_Extract provided_
Personal information
- Nationality: United Kingdom
- Born: 1 December 1998 (age 27)

Sport
- Country: Great Britain
- Sport: Wheelchair basketball
- Disability class: 2.5
- University team: University of Alabama (2022 - present)
- Club: Coventry Wheelchair Basketball Academy

Medal record
Women's wheelchair basketball
Representing Great Britain
World Championships
| Silver medal – second place | 2018 Hamburg | Team |
U25 World Championships
| Gold medal – first place | 2015 Beijin | Team |
European Championships
| Silver medal – second place | 2019 Rotterdam | Team |
| Silver medal – second place | 2021 Madrid | Team |
| Silver medal – second place | 2023 Rotterdam | Team |
| Silver medal – second place | 2025 Sarajevo | Team |
| Bronze medal – third place | 2015 Worcester | Team |
| Bronze medal – third place | 2017 Tenriffe | Team |
Women's 3x3 wheelchair basketball
Representing England
Commonwealth Games
| Gold medal – first place | 2026 Glasgow | Team |
| Bronze medal – third place | 2022 Birmingham | Team |

= Joy Haizelden =

British wheelchair basketball player

Joy Haizelden (born 1 December 1998) is a 2.5 point British wheelchair basketball player who was the youngest player to represent Great Britain at the 2014 Women's World Wheelchair Basketball Championship in Toronto. She also went to Paris to compete at the 2024 Paralympics.

==Career==
Joy Haizelden was born on 1 December 1998. Joy was abandoned outside an orphanage in China. She was adopted by a British couple, Jim and Margaret Haizelden, who took her to live in Southampton, in Hampshire, in 2005. She was a student at The Kings School. Joy could not participate in physical education, so Jim went looking for ways to keep her fit and active. A friend invited him to bring Joy to his wheelchair basketball club.

Haizelden is classified as a 2.5 point player. She made her international debut in the Standard Life Head to Head series against the Netherlands in 2013. This was followed by the U25 European Wheelchair Basketball Championships, where Team Great Britain won the silver medal. She was named the Peter Jackson Young Female Player of the Year at The Lord's Taverners National Junior Championships in July 2013, and was part of England South's team at the Sainsbury 2013 School Games, winning bronze.

_Dataset rows_
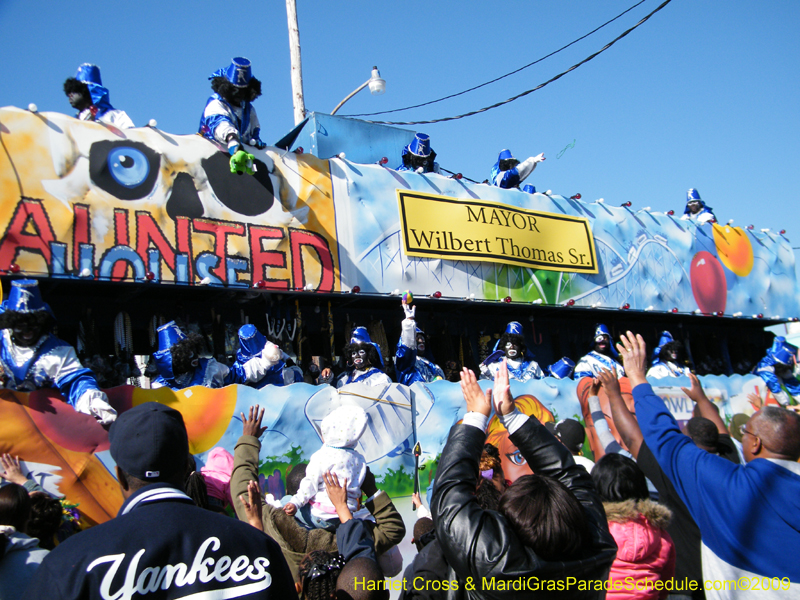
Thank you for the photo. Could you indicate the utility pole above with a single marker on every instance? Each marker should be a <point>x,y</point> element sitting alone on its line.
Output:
<point>297,67</point>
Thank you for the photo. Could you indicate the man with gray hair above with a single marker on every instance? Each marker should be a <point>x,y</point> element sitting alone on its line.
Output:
<point>160,545</point>
<point>748,515</point>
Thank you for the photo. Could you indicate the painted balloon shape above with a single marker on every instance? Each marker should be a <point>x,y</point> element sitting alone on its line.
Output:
<point>708,283</point>
<point>734,249</point>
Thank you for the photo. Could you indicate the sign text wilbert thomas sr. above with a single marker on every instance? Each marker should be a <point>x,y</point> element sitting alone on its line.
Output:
<point>457,229</point>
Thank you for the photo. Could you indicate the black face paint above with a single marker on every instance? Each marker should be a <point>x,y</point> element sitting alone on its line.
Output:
<point>512,351</point>
<point>359,358</point>
<point>26,335</point>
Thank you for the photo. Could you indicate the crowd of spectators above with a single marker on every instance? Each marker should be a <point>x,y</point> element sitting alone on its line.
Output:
<point>663,512</point>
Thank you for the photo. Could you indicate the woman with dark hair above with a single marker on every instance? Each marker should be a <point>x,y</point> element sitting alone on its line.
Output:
<point>549,533</point>
<point>646,553</point>
<point>20,556</point>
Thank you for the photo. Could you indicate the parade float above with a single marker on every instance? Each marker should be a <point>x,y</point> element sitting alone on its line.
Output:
<point>128,229</point>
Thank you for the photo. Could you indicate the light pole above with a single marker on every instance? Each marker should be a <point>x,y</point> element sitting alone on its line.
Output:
<point>376,84</point>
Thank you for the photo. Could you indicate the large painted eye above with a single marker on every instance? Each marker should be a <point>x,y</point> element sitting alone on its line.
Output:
<point>517,458</point>
<point>128,166</point>
<point>125,169</point>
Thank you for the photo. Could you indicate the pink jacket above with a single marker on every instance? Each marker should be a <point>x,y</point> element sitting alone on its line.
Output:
<point>646,553</point>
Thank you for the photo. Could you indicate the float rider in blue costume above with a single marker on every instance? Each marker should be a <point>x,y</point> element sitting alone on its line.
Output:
<point>90,98</point>
<point>508,172</point>
<point>180,366</point>
<point>776,369</point>
<point>696,210</point>
<point>669,358</point>
<point>364,361</point>
<point>418,156</point>
<point>511,345</point>
<point>229,117</point>
<point>253,343</point>
<point>410,361</point>
<point>33,358</point>
<point>602,357</point>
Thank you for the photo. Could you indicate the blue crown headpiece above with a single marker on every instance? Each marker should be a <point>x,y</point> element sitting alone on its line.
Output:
<point>89,73</point>
<point>25,297</point>
<point>239,72</point>
<point>602,329</point>
<point>515,327</point>
<point>251,342</point>
<point>784,355</point>
<point>360,335</point>
<point>666,338</point>
<point>505,155</point>
<point>562,369</point>
<point>169,335</point>
<point>420,146</point>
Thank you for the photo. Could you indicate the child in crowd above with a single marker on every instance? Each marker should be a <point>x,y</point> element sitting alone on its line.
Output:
<point>341,430</point>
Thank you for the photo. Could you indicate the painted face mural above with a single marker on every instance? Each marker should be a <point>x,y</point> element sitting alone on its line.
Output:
<point>89,200</point>
<point>514,464</point>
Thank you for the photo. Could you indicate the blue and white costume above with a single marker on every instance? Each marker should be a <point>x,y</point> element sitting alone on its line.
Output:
<point>208,373</point>
<point>703,216</point>
<point>592,364</point>
<point>50,362</point>
<point>779,354</point>
<point>420,151</point>
<point>665,368</point>
<point>104,112</point>
<point>511,178</point>
<point>251,344</point>
<point>221,119</point>
<point>369,375</point>
<point>520,369</point>
<point>411,367</point>
<point>562,369</point>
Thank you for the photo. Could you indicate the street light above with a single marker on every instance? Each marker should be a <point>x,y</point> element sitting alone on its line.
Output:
<point>376,84</point>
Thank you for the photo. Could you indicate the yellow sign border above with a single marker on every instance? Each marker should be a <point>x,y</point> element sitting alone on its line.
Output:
<point>478,256</point>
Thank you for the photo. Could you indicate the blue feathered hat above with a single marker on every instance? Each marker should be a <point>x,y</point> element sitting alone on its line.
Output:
<point>25,297</point>
<point>239,72</point>
<point>169,335</point>
<point>505,155</point>
<point>419,146</point>
<point>360,335</point>
<point>562,369</point>
<point>514,327</point>
<point>251,342</point>
<point>602,329</point>
<point>694,196</point>
<point>90,75</point>
<point>781,351</point>
<point>666,338</point>
<point>784,355</point>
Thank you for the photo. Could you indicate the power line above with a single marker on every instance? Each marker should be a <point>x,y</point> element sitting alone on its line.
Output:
<point>385,112</point>
<point>538,87</point>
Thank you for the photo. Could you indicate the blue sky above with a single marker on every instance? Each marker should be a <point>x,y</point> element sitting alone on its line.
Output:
<point>703,95</point>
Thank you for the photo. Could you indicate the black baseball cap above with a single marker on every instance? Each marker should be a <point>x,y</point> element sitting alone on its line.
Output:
<point>150,443</point>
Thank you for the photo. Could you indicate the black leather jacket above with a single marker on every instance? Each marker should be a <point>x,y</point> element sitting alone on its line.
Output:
<point>481,544</point>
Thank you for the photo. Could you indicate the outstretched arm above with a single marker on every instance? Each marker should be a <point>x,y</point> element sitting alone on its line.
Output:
<point>704,406</point>
<point>625,422</point>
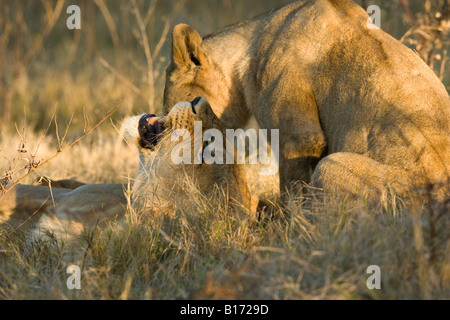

_Problems and tasks_
1. According to the Joy Haizelden profile, why did Jim go looking for ways to keep Joy fit and active? Answer in one to three sentences.
2. Decide whether each statement agrees with the Joy Haizelden profile. Answer yes or no for each, and quote the words of the profile that decide it.
(a) Haizelden was the youngest player to represent Great Britain at the 2014 Women's World Wheelchair Basketball Championship in Toronto.
(b) The Haizeldens took Joy to live in Southampton in 2010.
(c) Team Great Britain won the gold medal at the U25 European Wheelchair Basketball Championships that followed her international debut.
3. Translate this sentence from the Joy Haizelden profile into French: "She made her international debut in the Standard Life Head to Head series against the Netherlands in 2013."
The material was taken from a different source than the text.

_Solutions to the exercise_
1. Jim looked for ways to keep Joy fit and active because she could not participate in physical education at school.

2.
(a) Yes: "was the youngest player to represent Great Britain at the 2014 Women's World Wheelchair Basketball Championship in Toronto"
(b) No: "who took her to live in Southampton, in Hampshire, in 2005"
(c) No: "where Team Great Britain won the silver medal"

3. Elle a fait ses débuts internationaux lors de la série Standard Life Head to Head contre les Pays-Bas en 2013.